PROVIDED RECORDS:

•••

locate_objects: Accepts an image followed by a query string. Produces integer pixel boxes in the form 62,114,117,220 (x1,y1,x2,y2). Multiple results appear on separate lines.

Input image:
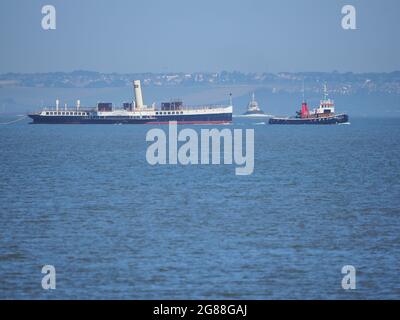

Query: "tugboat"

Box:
243,92,266,117
269,85,349,124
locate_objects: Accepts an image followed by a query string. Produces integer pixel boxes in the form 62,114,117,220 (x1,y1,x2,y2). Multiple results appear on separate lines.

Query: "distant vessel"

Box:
243,92,266,117
269,85,349,124
28,80,233,124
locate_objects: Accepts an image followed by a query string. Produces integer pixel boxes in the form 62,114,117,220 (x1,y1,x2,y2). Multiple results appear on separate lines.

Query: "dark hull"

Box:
29,113,232,124
269,114,349,125
243,111,265,116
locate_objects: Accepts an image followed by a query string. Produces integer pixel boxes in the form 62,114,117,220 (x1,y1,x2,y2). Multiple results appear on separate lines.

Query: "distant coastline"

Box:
0,70,400,95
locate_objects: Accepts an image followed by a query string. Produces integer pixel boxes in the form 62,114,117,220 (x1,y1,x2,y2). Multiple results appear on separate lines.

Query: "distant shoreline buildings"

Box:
0,71,400,95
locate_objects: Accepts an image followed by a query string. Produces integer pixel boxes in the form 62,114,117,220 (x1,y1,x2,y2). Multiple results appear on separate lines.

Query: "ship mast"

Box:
324,83,328,100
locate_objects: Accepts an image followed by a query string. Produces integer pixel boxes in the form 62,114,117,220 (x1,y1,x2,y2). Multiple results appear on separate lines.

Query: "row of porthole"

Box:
46,111,86,116
156,111,183,114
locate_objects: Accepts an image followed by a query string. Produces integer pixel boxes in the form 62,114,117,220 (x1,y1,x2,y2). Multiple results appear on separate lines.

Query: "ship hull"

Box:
28,113,232,124
269,114,349,125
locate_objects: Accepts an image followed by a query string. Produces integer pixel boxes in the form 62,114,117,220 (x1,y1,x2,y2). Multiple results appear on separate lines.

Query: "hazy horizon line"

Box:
0,69,400,75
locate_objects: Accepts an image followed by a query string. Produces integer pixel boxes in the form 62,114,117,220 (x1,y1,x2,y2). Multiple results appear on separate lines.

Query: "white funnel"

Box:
133,80,143,109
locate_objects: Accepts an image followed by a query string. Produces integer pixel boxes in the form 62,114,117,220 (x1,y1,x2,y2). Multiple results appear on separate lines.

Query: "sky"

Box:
0,0,400,73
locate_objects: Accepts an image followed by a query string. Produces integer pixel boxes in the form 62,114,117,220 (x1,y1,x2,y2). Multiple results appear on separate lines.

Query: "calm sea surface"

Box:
0,118,400,299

•••

WRITTEN TASK: Show each line above that contains the word "distant". Case counts.

SOLUTION:
Query: "distant vessel"
Query: "distant coastline"
Query: "distant shoreline buildings"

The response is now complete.